WHAT YOU ARE ASKED TO DO. Edit the records below so that "thickest part" becomes "widest part" everywhere, keeping everything else unchanged and leaving the pictures out of your answer.
*** ENTRIES SUPPLIED ***
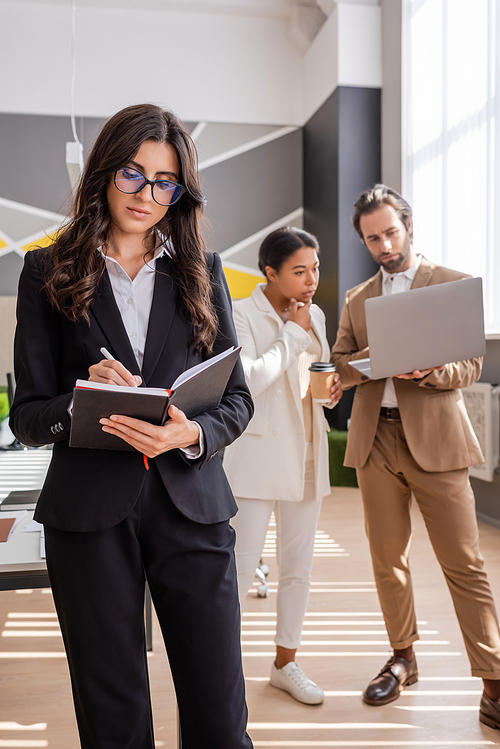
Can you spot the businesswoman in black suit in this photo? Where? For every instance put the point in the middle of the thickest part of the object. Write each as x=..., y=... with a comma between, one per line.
x=129, y=273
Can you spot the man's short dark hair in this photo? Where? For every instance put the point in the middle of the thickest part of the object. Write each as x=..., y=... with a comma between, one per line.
x=379, y=195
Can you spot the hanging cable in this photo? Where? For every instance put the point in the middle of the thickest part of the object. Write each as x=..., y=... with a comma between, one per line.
x=74, y=149
x=73, y=71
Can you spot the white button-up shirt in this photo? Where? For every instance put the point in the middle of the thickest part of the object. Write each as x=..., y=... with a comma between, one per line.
x=134, y=299
x=394, y=283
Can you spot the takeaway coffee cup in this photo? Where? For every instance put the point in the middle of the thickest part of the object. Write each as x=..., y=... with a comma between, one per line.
x=321, y=380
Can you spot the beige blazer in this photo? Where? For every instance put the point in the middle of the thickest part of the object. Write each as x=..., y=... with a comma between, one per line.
x=268, y=460
x=437, y=429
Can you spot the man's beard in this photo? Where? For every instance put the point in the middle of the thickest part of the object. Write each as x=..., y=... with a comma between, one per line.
x=393, y=266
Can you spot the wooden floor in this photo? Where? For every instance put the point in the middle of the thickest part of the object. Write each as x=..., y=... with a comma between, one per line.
x=344, y=645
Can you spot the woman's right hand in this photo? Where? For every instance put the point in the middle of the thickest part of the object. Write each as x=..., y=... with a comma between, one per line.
x=300, y=314
x=112, y=372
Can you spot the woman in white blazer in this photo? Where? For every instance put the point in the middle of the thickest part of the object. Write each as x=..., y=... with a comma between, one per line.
x=280, y=463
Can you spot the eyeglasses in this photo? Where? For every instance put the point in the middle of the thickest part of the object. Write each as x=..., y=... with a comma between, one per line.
x=164, y=191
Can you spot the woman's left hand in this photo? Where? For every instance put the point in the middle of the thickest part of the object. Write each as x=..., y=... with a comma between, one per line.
x=152, y=440
x=336, y=389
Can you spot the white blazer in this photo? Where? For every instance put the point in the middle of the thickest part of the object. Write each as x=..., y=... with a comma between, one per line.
x=268, y=460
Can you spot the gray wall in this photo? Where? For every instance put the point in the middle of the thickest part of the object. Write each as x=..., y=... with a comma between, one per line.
x=33, y=158
x=341, y=159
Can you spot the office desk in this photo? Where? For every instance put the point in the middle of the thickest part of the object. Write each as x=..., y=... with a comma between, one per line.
x=21, y=565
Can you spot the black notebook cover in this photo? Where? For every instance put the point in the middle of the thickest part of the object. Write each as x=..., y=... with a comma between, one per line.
x=201, y=393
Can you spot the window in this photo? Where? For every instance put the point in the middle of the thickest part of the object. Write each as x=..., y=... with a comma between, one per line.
x=452, y=156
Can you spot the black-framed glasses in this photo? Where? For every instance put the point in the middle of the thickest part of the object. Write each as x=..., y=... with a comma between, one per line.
x=164, y=191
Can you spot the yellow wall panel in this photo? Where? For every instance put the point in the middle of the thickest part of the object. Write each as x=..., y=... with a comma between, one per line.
x=44, y=241
x=241, y=284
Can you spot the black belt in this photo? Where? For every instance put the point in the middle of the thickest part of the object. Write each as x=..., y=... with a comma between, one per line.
x=391, y=414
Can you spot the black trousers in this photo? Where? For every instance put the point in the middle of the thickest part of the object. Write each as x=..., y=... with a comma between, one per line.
x=98, y=582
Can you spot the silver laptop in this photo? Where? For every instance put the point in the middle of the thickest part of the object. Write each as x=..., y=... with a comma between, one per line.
x=423, y=328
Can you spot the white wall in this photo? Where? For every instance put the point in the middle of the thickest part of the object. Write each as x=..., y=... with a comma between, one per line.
x=215, y=67
x=222, y=68
x=346, y=52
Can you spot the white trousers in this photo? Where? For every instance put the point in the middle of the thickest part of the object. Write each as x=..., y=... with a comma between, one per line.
x=296, y=524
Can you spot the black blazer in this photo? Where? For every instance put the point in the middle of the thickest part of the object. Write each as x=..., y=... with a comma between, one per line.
x=89, y=490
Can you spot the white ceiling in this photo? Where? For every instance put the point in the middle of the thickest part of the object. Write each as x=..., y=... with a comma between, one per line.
x=266, y=8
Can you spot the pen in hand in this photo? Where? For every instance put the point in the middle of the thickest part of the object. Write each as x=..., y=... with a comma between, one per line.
x=135, y=381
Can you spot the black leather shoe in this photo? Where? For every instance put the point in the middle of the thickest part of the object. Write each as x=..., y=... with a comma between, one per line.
x=489, y=711
x=397, y=674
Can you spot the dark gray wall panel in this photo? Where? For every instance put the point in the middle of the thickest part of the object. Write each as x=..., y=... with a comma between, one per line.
x=359, y=169
x=252, y=190
x=11, y=266
x=341, y=159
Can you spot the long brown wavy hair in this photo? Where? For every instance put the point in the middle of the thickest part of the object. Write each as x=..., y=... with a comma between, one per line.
x=75, y=267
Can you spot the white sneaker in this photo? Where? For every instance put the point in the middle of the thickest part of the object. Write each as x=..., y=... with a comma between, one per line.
x=293, y=680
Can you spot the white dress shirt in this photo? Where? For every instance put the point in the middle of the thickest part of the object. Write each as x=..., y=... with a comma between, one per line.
x=134, y=299
x=395, y=283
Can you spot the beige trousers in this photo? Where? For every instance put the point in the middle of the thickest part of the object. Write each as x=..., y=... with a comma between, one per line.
x=447, y=504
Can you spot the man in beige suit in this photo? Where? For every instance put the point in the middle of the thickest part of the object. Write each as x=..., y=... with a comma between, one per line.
x=411, y=434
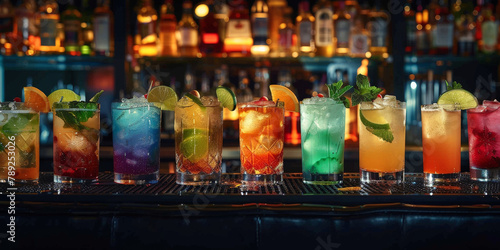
***
OUTPUT FOR THIS TASK.
Can you spot the businesswoman in black suit in this photo? Where? For every instance put the point in the middle of the widest part of the object. Write each as x=..., y=... with a comma between, one per line.
x=129, y=273
Can you spot the man's short dark hair in this photo? Where? For every instance put the point in the middle of the widest part of the object. Write each as x=..., y=... with a comma between, one per line.
x=379, y=195
Can you spot the hanging cable in this photo? Where? For every instance put the point in the middle of the widest part of the object. Write each as x=..., y=... with a comma between, one per line.
x=74, y=149
x=73, y=71
Can you spot the white button-up shirt in this photo? Where? For every instance put the point in the middle of the widest part of the object. Write each as x=..., y=... with a comma between, one per line.
x=134, y=299
x=394, y=283
Can you spot the takeaway coffee cup in this photo? Where? For every instance put the point in the middle of the widest part of the object. Write each as x=..., y=... with a comma between, one per line.
x=321, y=380
Can you spot the beige blazer in this photo? Where? For every instance put the point in the middle of the widest part of the object. Write each as x=..., y=... with a comma between, one per line.
x=268, y=460
x=437, y=429
Can you spot the man's beard in this photo? Where? For every instance put the point in the middle of the widest part of the object. Write each as x=..., y=... with a comma between, one per line.
x=393, y=266
Can you spot the wooden floor in this photo? Where? For every instance put the point in the middle of the widest part of the object. Write each as x=..., y=... with a comma between, one per line.
x=344, y=645
Can you spot the woman's right hand in this photo? Where? For every instance put the point in the middle of the widest part of the object. Write each as x=..., y=... with a comma between, one per line.
x=300, y=314
x=112, y=372
Can you spot the woman in white blazer in this photo? Where? For every instance put the point in the middle of the widest part of the object. Write each as x=..., y=... with a comma between, one per line.
x=280, y=463
Can you spot the eyeglasses in this photo? Where? For every instance put the point in the middle of the widest part of the object. Write each as x=..., y=... with a comma between, one per line.
x=164, y=191
Can you spot the woman's left hand in this photo? Where? For every instance put the point in the middle of the widest part of the object. Write each as x=..., y=... with a comma between, one per line.
x=152, y=440
x=336, y=389
Can you spot the white blazer in this photo? Where? For every instance put the point in the middle of the widest part of the object. Write each as x=..., y=... with a comma between, one per line.
x=268, y=460
Can you spot the gray wall in this photo? Where? For every instance put the point in the middle of the widest part of the object. Write each as x=..., y=... with a comma between, one per line.
x=33, y=158
x=341, y=159
Can you spot the office desk in this photo? Where? For every instance put the point in the middle of the widest part of the object. Write each as x=..., y=... with a comma between, one per line.
x=21, y=565
Can you spot the black notebook cover in this photo? Where? For every instance put the point in the middle of the widest part of the object. Write each as x=..., y=... with a comma between, one per line.
x=201, y=393
Can you spot the window in this photo? Where? For every instance put the point in the middle of the widest part of the object. Write each as x=..., y=... with a comma between, one per line.
x=452, y=156
Can you spot the black-framed glasses in this photo? Where? For every instance put the point in the middle of the widest part of the object. Write each as x=..., y=... with a comma between, one per line.
x=164, y=191
Can you spot the yellow wall panel in this photo? Where? For every instance put the point in the middle of the widest part of the object. Write each as x=..., y=... with a comma between, one per line.
x=44, y=241
x=241, y=284
Can you spot the black belt in this photo? Where? For every instance put the point in the middle of the widest part of the object. Write each as x=..., y=... with a comma between, one per line.
x=391, y=414
Can you spot the black trousers in this photo? Where? For every instance put the point in the middle of the widest part of the object. Write each as x=..., y=... with a comma between, one per line.
x=98, y=582
Can you spot the silver laptop in this photo? Where? For every instance put the point in the middle of the widest part of the object. Write each as x=..., y=... with a comma between, one per line.
x=423, y=328
Can you spot the white wall in this photo? Where? For every instance put the point in the middle of the widest part of the object. Write each as x=..., y=... with a comma between, one per line.
x=215, y=67
x=222, y=68
x=346, y=52
Can you spot the white trousers in this photo? Where? For every instance put the point in the middle of the widest part of the object. Write each as x=..., y=... with a comma between, one per line.
x=296, y=524
Can you spot the black blazer in this photo? Where? For every instance put the point in the middle of the widest part of the object. Write each as x=..., y=... with a comma between, one per line.
x=89, y=490
Can you spot the white ceiling in this photo? Where? For every instance put the point in the middle of the widest part of the object. Write each as x=..., y=... with a comma between, one per line.
x=266, y=8
Can you spot the pen in hand in this photo? Where? For every instance put the point in the middle of the widest part of the object. Write each as x=..., y=... with a comma between, one per line.
x=135, y=381
Can you spot the black leather shoe in this photo? Where? For every instance put the point in the middle of the widest part of the object. Write each as x=..., y=... with a comma between, one per line.
x=489, y=711
x=397, y=674
Can you spot the dark gray wall panel in this photo? Where? For every instance put the point in the middle of the widest part of the object. Write each as x=..., y=... with a comma between, one per line.
x=359, y=169
x=252, y=190
x=11, y=266
x=341, y=159
Can you spot the long brown wavy hair in this photo? Where? For every instance put the point in the middle of the widest part of the object. Write each as x=..., y=... with a comma between, one per line.
x=75, y=267
Can you spot the white sneaker in this photo? Where? For every instance put the point in the middle of the widest part of the object. Write each as x=..., y=... with a comma between, one per line.
x=293, y=680
Can you spot the white dress shirt in this photo? Where? For every instance put the point in the middle of the widest part of the object. Write each as x=..., y=... with a comma between, one per line.
x=134, y=299
x=395, y=283
Can you spot the beige trousers in this photo? Where? For every instance put the point in the middle of the widest part of the object. Write each as x=..., y=... with a comma between, one per line.
x=447, y=504
Can you spot the man in beige suit in this photo? Where? For every instance put the point in the middle of the widest part of the object. Write each as x=..., y=... with a comma between, one per line.
x=411, y=434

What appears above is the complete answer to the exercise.